Reading text: Begin

[31] "No nation," says Southey, "has ever accomplished such great things in proportion to its means as the Portuguese." Its early maritime history does, indeed, present a striking picture of enterprise and restless energy, but the annals of Europe afford no similar instance of rapid degeneracy. There was an age when less than forty thousand armed Portuguese kept the whole coasts of the ocean in awe, from Morocco to China; when one hundred and fifty sovereign princes paid tribute to the treasury of Lisbon. But in all their enterprises they aimed at conquest, and not at colonization. The government at home exercised little control over the arms of its piratical mariners; the mother country derived no benefit from their achievements. To the age of conquest succeeded one of effeminacy and corruption.—Merivale's Lectures on Colonization, vol. i., p. 44.

[32] See Appendix, No. IX. (vol. II.)
Reading text: End
--- What you are asked to do ---
In the passage on Portuguese maritime history, how many sovereign princes once paid tribute to the treasury of Lisbon?
Records shown: Begin
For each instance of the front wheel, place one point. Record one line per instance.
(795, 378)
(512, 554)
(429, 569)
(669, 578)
Records shown: End
Records shown: Begin
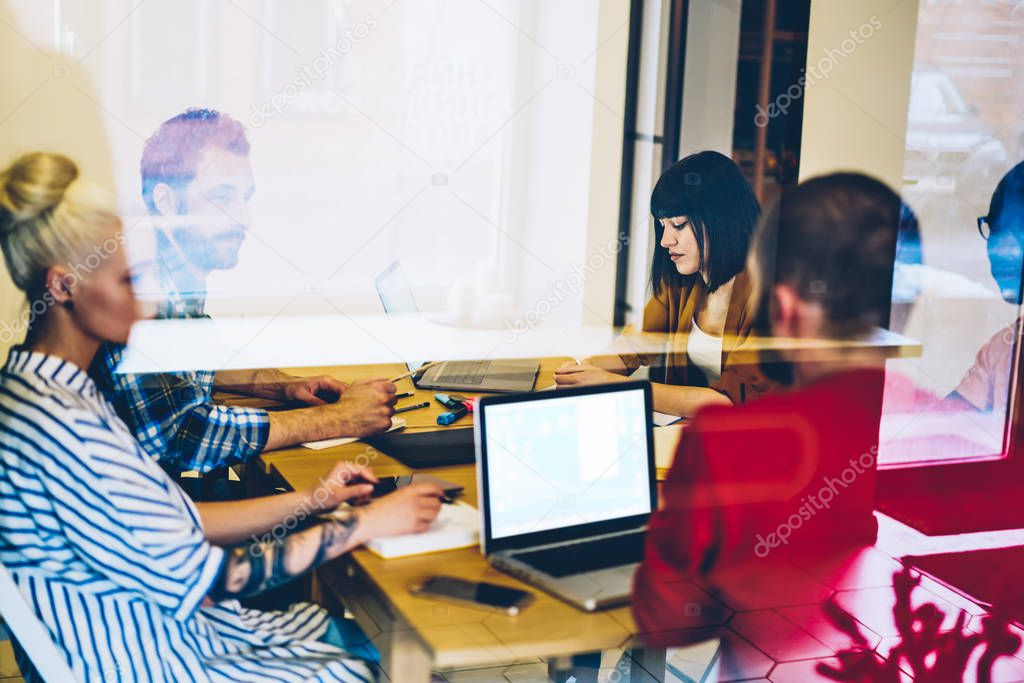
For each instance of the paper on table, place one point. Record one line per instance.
Records shown: End
Records shown: Begin
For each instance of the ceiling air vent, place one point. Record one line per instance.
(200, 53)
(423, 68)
Records shown: End
--- Answer section ---
One hundred and fifty.